▶ PROVIDED PASSAGE:
** begin **
The Company recognized a loss from operations of $18.9 million in the third quarter of 2015, compared to a loss from operations of $6.6 million in the same period of 2014. The increased loss was driven by lower gold prices and higher total cash costs.
The Company reported a net loss of $33.4 million in the third quarter of 2015, compared to a net loss of $15.7 million in Q3 2014. The net loss was due to the reasons previously stated, as well as transaction costs related to the merger of $3.5 million and foreign exchange losses. In addition, the Company wrote-off non-core exploration properties of $2.5 million.
Review of Nine Month Financial Results
During 2015, the Company sold 205,049 ounces of gold compared to sales of 169,317 ounces in 2014 (excluding ounces sold from Mulatos prior to July 2, 2015). The increase in ounces sold is primarily due to the inclusion of post-merger gold sales at Mulatos of 29,596 ounces. This increase was offset by a lower average realized price for gold, as the price per ounce decreased from $1,286 to $1,168.
During 2015, total cash costs per ounce of gold sold were $758, $33 per ounce lower than the comparable period in 2014 at $791 per ounce. Cash costs improved due to lower underground mining costs at Young-Davidson and operating currency weakness against the USD, partially offset by higher cash costs associated with Mulatos.
Mining and processing costs increased to $160.4 million from $139.2 million due to the inclusion of Mulatos, which added $27.3 million to operating costs for the period of ownership.
During 2015, consolidated AISC per ounce of gold sold were $1,103, representing a 10% improvement over all-in sustaining costs per gold ounce of $1,221 in 2014. The decrease was due to lower cash costs per ounce at Young-Davidson and a decline in corporate and administrative expenses.
Royalty expense for the period was $3.7 million, an increase from 2014, due to a third party royalty at Mulatos and the new royalty at Young-Davidson which hare not reflected in 2014.
Amortization decreased from $91.4 million to $80.0 million in the third quarter of 2015. Amortization per ounce decreased significantly due to lower amortization per ounce attributable to Mulatos and impairment charges at El Chanate in 2014, as well as impairment charges at El Chanate and Young-Davidson in the second quarter of 2015, which had the impact of lowering amortization expense in the third quarter of 2015.
The Company recognized a loss from operations of $437.1 million in 2015, compared to a loss from operations of $35.8 million in 2014. This was primarily a result of impairment charges of $371.7 million at Young-Davidson, and El Chanate, the loss on revaluation of assets distributed to AuRico Metals Inc. of $40.1 million, and inventory NRV adjustments in the second quarter of 2015.
For the nine months ended September 30, 2015, the Company recorded a net loss of $448.4 million, compared to a net loss of $61.4 million for the comparable prior year period. The loss was the result of the previously discussed items, as well as $20.0 million in costs incurred related to the merger.
** end **
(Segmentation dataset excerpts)
** begin **
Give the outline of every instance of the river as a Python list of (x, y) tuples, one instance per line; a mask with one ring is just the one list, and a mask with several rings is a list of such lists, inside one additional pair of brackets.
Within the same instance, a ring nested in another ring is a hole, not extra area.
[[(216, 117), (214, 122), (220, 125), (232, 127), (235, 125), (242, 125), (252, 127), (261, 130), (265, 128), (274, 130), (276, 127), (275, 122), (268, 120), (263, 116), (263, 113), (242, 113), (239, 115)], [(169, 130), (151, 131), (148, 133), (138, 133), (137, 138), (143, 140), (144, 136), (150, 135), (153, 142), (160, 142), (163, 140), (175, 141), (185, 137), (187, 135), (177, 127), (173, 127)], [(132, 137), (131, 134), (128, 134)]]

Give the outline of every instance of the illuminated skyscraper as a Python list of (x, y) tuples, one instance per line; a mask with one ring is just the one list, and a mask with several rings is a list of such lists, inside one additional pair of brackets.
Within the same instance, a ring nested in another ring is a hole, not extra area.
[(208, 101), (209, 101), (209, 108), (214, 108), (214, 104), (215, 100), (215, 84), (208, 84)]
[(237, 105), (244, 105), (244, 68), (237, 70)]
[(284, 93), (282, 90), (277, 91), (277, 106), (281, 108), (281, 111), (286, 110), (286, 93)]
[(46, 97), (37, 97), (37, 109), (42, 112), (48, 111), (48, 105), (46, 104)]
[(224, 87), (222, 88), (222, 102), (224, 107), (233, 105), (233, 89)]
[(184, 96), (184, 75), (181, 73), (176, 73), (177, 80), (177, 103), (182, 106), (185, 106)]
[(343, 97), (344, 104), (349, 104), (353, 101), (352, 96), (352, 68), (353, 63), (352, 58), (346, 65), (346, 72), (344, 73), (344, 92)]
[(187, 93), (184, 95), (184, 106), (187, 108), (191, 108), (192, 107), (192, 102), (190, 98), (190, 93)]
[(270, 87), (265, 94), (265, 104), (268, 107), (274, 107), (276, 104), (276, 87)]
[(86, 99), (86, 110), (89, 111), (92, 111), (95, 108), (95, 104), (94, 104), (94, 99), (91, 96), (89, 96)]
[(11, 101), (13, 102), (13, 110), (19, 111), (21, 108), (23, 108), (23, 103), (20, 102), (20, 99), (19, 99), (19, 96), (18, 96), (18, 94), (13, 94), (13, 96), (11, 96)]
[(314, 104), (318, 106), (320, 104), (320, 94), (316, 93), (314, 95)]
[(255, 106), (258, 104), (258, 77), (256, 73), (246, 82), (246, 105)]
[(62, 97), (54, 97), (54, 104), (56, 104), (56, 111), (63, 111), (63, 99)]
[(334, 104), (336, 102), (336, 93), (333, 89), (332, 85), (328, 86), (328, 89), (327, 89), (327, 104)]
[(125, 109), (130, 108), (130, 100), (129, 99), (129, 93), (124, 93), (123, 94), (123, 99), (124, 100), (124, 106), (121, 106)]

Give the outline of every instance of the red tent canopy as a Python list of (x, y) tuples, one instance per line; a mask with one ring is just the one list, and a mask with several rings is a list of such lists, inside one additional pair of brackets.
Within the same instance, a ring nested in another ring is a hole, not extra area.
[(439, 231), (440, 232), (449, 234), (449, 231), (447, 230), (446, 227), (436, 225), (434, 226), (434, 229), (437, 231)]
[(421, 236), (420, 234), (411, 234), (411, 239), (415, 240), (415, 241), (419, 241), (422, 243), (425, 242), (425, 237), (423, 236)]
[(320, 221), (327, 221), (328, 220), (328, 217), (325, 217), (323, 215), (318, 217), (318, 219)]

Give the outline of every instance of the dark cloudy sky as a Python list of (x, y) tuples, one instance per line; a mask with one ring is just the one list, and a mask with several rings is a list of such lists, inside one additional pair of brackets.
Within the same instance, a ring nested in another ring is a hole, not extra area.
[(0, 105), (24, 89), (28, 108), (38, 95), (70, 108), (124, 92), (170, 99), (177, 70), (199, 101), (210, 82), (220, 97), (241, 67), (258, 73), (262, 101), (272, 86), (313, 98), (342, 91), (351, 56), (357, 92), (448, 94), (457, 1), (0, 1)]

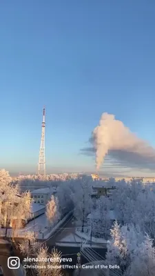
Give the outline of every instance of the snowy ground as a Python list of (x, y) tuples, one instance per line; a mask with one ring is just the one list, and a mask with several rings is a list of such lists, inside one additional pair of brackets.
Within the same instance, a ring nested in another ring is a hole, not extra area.
[[(30, 221), (24, 228), (19, 229), (16, 231), (14, 236), (24, 237), (25, 233), (28, 231), (34, 231), (36, 237), (38, 239), (46, 239), (51, 236), (56, 230), (61, 227), (62, 224), (63, 224), (65, 220), (70, 217), (72, 211), (65, 215), (54, 228), (51, 230), (48, 230), (48, 221), (47, 220), (45, 214), (41, 215), (41, 216), (37, 217), (36, 219)], [(6, 229), (0, 228), (0, 235), (3, 237), (5, 235)], [(8, 237), (12, 237), (12, 228), (8, 229)]]
[(70, 233), (61, 239), (59, 242), (56, 242), (56, 244), (59, 246), (76, 247), (83, 244), (83, 246), (84, 245), (85, 247), (105, 248), (107, 243), (107, 241), (103, 239), (95, 239), (93, 237), (92, 241), (92, 246), (90, 246), (89, 235), (76, 230), (74, 233)]
[[(77, 236), (81, 237), (82, 237), (83, 239), (86, 239), (90, 241), (90, 237), (87, 236), (87, 234), (81, 233), (81, 232), (79, 232), (78, 230), (76, 230), (75, 233), (76, 233), (76, 235)], [(96, 244), (107, 244), (107, 243), (109, 242), (109, 241), (107, 241), (106, 239), (101, 239), (101, 238), (96, 238), (96, 237), (92, 237), (92, 242), (95, 242)]]

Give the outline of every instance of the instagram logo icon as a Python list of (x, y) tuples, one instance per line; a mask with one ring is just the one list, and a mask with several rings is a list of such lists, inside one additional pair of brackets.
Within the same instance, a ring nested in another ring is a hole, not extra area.
[(10, 269), (17, 269), (20, 266), (20, 259), (18, 257), (9, 257), (8, 266)]

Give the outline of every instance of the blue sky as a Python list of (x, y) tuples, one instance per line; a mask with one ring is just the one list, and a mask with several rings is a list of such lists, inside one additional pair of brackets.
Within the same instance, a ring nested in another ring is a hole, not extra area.
[(154, 13), (154, 1), (1, 2), (0, 167), (35, 172), (43, 105), (50, 172), (94, 170), (79, 152), (103, 112), (155, 146)]

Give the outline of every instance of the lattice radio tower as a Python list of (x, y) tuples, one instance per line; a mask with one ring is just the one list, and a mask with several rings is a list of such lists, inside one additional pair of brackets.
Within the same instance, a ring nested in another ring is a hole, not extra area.
[(43, 121), (41, 125), (41, 148), (39, 157), (38, 175), (45, 175), (45, 108), (43, 110)]

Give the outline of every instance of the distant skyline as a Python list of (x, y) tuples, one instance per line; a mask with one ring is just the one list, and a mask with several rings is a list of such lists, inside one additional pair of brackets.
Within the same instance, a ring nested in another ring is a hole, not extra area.
[[(143, 0), (1, 3), (0, 168), (37, 172), (44, 105), (49, 173), (95, 172), (81, 149), (105, 112), (155, 147), (154, 14)], [(152, 176), (155, 166), (107, 157), (101, 173)]]

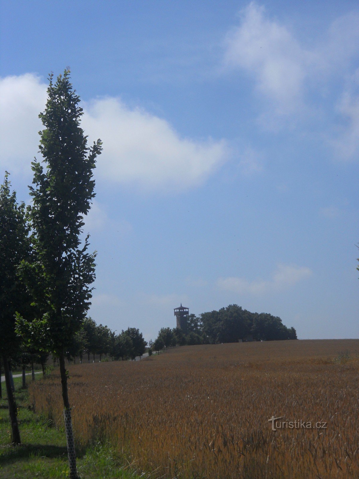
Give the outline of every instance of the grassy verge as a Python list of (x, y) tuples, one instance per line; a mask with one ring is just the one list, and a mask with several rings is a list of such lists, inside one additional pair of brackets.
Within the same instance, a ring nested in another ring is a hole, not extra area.
[[(40, 375), (37, 375), (40, 376)], [(36, 380), (39, 378), (36, 377)], [(10, 424), (5, 384), (0, 399), (0, 478), (1, 479), (60, 479), (68, 477), (66, 440), (63, 430), (33, 411), (22, 378), (15, 378), (22, 445), (11, 444)], [(27, 376), (28, 383), (31, 376)], [(95, 445), (78, 451), (78, 469), (81, 479), (138, 479), (121, 464), (120, 458), (107, 445)], [(143, 477), (143, 476), (142, 476)]]

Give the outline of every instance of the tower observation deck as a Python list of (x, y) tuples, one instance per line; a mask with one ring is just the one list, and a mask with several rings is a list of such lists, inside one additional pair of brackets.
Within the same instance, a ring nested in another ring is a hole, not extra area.
[(187, 332), (187, 318), (189, 314), (188, 308), (182, 306), (174, 309), (175, 316), (177, 319), (176, 327), (181, 329), (185, 334)]

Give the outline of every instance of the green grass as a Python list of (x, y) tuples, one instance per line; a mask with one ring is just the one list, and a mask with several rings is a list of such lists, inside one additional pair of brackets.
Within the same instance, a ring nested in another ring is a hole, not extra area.
[[(36, 375), (39, 380), (42, 375)], [(27, 383), (31, 380), (26, 376)], [(10, 423), (5, 383), (0, 399), (0, 478), (1, 479), (62, 479), (68, 477), (64, 429), (35, 414), (27, 391), (21, 389), (21, 377), (15, 378), (15, 397), (22, 444), (11, 444)], [(87, 450), (78, 448), (78, 470), (81, 479), (139, 479), (124, 467), (120, 457), (108, 445), (100, 443)], [(143, 476), (141, 476), (142, 478)]]

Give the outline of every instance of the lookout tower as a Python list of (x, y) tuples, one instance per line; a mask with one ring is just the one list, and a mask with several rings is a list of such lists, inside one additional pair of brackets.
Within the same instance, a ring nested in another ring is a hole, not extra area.
[(187, 318), (188, 318), (188, 308), (182, 306), (181, 303), (179, 308), (175, 308), (174, 309), (175, 316), (177, 320), (177, 327), (181, 329), (186, 334), (187, 332)]

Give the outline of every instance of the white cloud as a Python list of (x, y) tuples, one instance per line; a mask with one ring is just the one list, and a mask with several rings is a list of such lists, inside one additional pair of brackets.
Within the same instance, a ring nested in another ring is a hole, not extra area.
** end **
▶ REQUIRED TASKS:
(1) Please answer these questions from the financial results excerpt.
(a) How many ounces of gold did the Company sell during 2015?
(b) What was the royalty expense for the period?
(c) What net loss did the Company record for the nine months ended September 30, 2015?
(2) Update the financial results excerpt by writing out the part that opens with the words containing "Mining and processing" and closes with "reflected in 2014.", changing "corporate and administrative expenses" to "general and administrative expenses".

▶ SOLUTIONS:
(1)
(a) 205,049 ounces
(b) $3.7 million
(c) $448.4 million

(2)
Mining and processing costs increased to $160.4 million from $139.2 million due to the inclusion of Mulatos, which added $27.3 million to operating costs for the period of ownership.
During 2015, consolidated AISC per ounce of gold sold were $1,103, representing a 10% improvement over all-in sustaining costs per gold ounce of $1,221 in 2014. The decrease was due to lower cash costs per ounce at Young-Davidson and a decline in general and administrative expenses.
Royalty expense for the period was $3.7 million, an increase from 2014, due to a third party royalty at Mulatos and the new royalty at Young-Davidson which hare not reflected in 2014.